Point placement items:

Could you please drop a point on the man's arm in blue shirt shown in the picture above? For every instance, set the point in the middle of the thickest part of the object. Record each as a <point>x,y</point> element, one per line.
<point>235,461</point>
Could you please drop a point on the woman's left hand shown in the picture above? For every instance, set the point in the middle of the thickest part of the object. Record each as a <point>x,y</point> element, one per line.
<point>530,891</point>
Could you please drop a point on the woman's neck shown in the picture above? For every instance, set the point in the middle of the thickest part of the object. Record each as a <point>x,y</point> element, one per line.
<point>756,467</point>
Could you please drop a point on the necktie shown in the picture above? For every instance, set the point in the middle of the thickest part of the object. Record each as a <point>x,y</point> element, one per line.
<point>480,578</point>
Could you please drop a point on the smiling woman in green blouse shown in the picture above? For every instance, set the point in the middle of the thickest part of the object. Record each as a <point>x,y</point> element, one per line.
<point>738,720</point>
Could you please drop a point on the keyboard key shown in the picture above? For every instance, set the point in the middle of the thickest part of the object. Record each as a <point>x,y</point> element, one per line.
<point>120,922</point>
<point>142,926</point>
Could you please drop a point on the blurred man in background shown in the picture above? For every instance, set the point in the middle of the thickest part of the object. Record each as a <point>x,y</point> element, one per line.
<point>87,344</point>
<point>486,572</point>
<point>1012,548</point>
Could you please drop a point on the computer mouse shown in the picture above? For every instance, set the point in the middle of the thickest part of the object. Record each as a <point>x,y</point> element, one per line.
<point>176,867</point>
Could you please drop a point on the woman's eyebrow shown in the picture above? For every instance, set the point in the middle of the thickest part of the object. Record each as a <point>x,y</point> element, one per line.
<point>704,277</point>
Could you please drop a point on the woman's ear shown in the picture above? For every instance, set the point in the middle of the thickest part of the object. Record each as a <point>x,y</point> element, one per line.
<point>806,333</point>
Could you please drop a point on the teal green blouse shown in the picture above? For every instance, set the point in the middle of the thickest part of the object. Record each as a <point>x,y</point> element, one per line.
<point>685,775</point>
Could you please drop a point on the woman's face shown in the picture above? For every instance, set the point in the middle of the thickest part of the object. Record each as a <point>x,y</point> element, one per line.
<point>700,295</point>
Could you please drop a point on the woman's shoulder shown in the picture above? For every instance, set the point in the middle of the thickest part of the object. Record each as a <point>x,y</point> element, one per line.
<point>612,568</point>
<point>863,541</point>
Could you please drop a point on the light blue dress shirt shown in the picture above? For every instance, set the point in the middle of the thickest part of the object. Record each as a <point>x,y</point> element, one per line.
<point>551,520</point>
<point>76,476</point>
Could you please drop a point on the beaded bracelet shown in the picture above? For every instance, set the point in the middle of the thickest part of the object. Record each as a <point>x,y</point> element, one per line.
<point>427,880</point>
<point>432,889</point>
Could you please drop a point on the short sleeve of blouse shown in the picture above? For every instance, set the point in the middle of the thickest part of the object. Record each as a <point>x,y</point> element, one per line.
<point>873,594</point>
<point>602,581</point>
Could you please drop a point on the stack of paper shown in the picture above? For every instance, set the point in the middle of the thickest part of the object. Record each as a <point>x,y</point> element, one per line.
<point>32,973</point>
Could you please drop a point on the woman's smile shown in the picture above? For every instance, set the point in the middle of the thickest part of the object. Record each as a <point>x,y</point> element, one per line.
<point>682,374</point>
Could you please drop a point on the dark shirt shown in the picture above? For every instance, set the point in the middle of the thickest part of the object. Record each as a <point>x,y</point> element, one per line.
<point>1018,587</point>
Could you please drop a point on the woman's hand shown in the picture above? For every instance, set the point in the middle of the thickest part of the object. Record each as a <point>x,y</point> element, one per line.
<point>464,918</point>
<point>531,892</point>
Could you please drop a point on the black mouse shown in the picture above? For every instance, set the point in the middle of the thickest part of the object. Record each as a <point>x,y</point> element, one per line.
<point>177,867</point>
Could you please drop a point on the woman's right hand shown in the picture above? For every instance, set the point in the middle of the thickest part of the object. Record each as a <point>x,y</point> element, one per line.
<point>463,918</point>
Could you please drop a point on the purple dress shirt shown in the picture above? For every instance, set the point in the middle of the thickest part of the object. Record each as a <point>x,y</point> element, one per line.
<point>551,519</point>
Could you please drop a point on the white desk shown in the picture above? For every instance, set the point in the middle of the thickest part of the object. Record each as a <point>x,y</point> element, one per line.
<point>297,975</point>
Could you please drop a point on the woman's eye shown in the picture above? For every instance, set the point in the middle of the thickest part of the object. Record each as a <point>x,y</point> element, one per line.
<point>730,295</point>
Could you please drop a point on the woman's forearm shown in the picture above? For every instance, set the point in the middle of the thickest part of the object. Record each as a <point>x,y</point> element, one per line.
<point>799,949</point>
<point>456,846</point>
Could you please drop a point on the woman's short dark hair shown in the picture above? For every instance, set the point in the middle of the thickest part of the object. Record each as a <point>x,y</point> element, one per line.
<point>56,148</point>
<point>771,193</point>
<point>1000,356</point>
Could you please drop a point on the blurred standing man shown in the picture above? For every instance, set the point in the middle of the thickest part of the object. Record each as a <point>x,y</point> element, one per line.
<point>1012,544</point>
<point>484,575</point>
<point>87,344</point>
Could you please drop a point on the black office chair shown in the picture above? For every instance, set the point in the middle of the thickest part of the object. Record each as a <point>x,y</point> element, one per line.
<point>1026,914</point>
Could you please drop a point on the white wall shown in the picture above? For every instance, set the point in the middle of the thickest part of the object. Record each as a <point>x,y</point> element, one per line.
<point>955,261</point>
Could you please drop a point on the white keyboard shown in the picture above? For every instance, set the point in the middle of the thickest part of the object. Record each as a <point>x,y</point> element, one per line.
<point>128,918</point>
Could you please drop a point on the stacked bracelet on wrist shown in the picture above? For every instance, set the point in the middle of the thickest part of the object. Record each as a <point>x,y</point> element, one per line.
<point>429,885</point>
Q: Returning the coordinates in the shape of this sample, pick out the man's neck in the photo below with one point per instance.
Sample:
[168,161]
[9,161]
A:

The task:
Please edit the items above so that each "drop a point" becomes "place a marker", with every other word left as it is.

Result for this exercise:
Could you please place a marker on the man's arm in blue shirt shown in the picture above? For every instance, set the point in the middle of the thickest part of the object. Record each as a <point>x,y</point> element, one per line.
<point>235,461</point>
Could you please place a marker on the woman's left hand shown in the picture above? For every instance, set the point in the middle of the thickest part of the object. Record each as a <point>x,y</point> element, one per line.
<point>530,891</point>
Could you please place a marker on the woman's neck shown in the picture above? For every instance, set the point in the middle of the thickest part of the object. Record each as a <point>x,y</point> element, one per line.
<point>756,467</point>
Could you please place a marker on the necktie shown in the picture above? For every instance, set the point in the middle of the thickest part of the object. Record each as a <point>x,y</point> element, one per line.
<point>480,578</point>
Could you please place a marker on the smiling woman in green blouse shown in the picture above? For every instance, set the point in the middle of the thickest part of the object. Record each as a <point>x,y</point> element, one per line.
<point>738,720</point>
Could you please place a marker on the keyboard key shown in the picture above? For every instance, set the point in the middle of the thickest part of the object. Record each as a <point>x,y</point> element, one per line.
<point>120,922</point>
<point>142,926</point>
Could you please place a marker on the blurred man in background shown in the picture above? For every instance, set the point in the middle of the thickest part of the object. Record each as a <point>x,y</point> element, one per line.
<point>87,344</point>
<point>486,572</point>
<point>1012,548</point>
Could you please place a marker on the computer mouse shown in the picture above? For every instance, set the point in the middle of the thickest part of the object. Record each as a <point>x,y</point> element, one per line.
<point>176,867</point>
Could you please place a marker on the woman's eyebrow shown in the picture above? For every instance, set the point in the middle of the thickest part of the object. Record each as a <point>x,y</point> element, one per line.
<point>704,277</point>
Could you please place a marker on the woman's ear shown in the picture above? For every instance, set the point in the middle of the thickest part of the object. Record each as a <point>x,y</point> element, one per line.
<point>806,333</point>
Could you please place a marker on the teal green blouse shown in the picture above? For every instance, set the point in the middle of the thickest part of the object. Record each as a <point>x,y</point> element, one per line.
<point>685,775</point>
Could you please place a marker on the woman's face shown in the picture above? For every instance, set the point in the middle of the thickest part of the object. Record each as a <point>x,y</point> element, one per line.
<point>700,295</point>
Could you please place a marker on the woman's shoulder shown in the picture above? For every instance, set the point in the middle of the thickest part of the object. Record each as a <point>x,y</point> element, one per line.
<point>612,568</point>
<point>863,541</point>
Could you please place a marker on the light blue dress shirt shown in the picture above? For every instance, set the point in the middle of the thickest part of the object. Record each as a <point>x,y</point> element, one per line.
<point>551,520</point>
<point>76,476</point>
Could you please place a marker on the beaded bracelet shown in the picture above? For every instance, set the point in the middle of the thickest part of the object. Record each as a <point>x,y</point> element, one per line.
<point>427,880</point>
<point>432,889</point>
Could you please place a marker on the short sleeve of blouse shown in the picture above? For every instance, set the point in the middle of the thickest part of the object. Record each as a <point>x,y</point> element, one per line.
<point>873,594</point>
<point>602,581</point>
Could you please place a marker on the stack of paper shown in the picture above? For every instance, set the point in the middle of the thickest part of the object. Record each as a <point>x,y</point> element, one per line.
<point>32,973</point>
Could you please place a marker on the woman's smile shown in the picture above? For every instance, set the point in the middle of the thickest part of the object. Record each as a <point>x,y</point> element, one per line.
<point>682,374</point>
Could you please place a marker on the dark shirt shown in the picture above? For every instance, set the point in the middle of the thickest part of the object. Record each as a <point>x,y</point> element, one per line.
<point>1018,587</point>
Could you please place a marker on the woman's hand shown in the picture above? For every instance, set the point in the middle of the thickest part of the object. Record each as a <point>x,y</point> element, one per line.
<point>464,918</point>
<point>531,892</point>
Could you please place a marker on the black mouse shown in the picture above? For every instance, set the point in the middle of the thickest part of the object. Record each as a <point>x,y</point> element, one per line.
<point>177,867</point>
Could you please place a marker on the woman's right hand shown in the picture above? For every instance, set the point in the middle of the thickest part of the object. Record each as a <point>x,y</point> element, one per line.
<point>463,918</point>
Could you please place a marker on the purple dress shirt shown in the picture above? For every instance, set the point in the middle of the thickest part of the object. Record each as a <point>x,y</point> element, one per line.
<point>551,519</point>
Could you please place a marker on the white desk shown in the picture above? For every instance, set the point in the middle of the thickest part of the object. Record each as a <point>x,y</point> element, one per line.
<point>297,975</point>
Could you please place a marker on the woman's eye shown in the picture above? For every instance, set the point in the middle of the thickest part of the object. Record each as a <point>x,y</point> element, one per line.
<point>730,295</point>
Could you please place a marker on the woman's forearm shown in the picture above? For every instance, set the point in the middle of the thickest part of the object. Record each as a <point>x,y</point> element, one per line.
<point>799,949</point>
<point>456,846</point>
Could you please place a marker on the woman's short dark hair shown in the picture above? For every instance, set the point in the middle of the thickest part of the object. Record each as a <point>x,y</point> element, one per line.
<point>56,148</point>
<point>771,193</point>
<point>1000,356</point>
Could you please place a marker on the blurred standing man shown in the picture above? For every instance, set the point in the middle of the thickest part of the object. Record each as a <point>x,y</point> element, one per line.
<point>1012,544</point>
<point>484,575</point>
<point>87,344</point>
Could you please place a marker on the black office chair shown in the picture above? For every instance, set the point in the middle of the thickest part of the object. Record each as a <point>x,y</point> element, one per line.
<point>1026,914</point>
Could you please place a marker on the white wall shown in the picture above? For every instance, set the point in the middle of the thickest part of the object. Record each as a <point>x,y</point> element, one per line.
<point>955,261</point>
Could you please place a marker on the white keyboard shown in the picture above? For every instance, set the point in the middle of the thickest part of the object. Record each as a <point>x,y</point> element, one per line.
<point>128,918</point>
Could you please place a marker on the stacked bracelet on wrist shown in the picture above? For every instance, set the point in the middle of the thickest part of the object. Record each as a <point>x,y</point> element, one per line.
<point>429,885</point>
Q: Returning the coordinates in the shape of this sample, pick out the man's neck in the photo below with one point per instance.
Sample:
[168,161]
[9,161]
A:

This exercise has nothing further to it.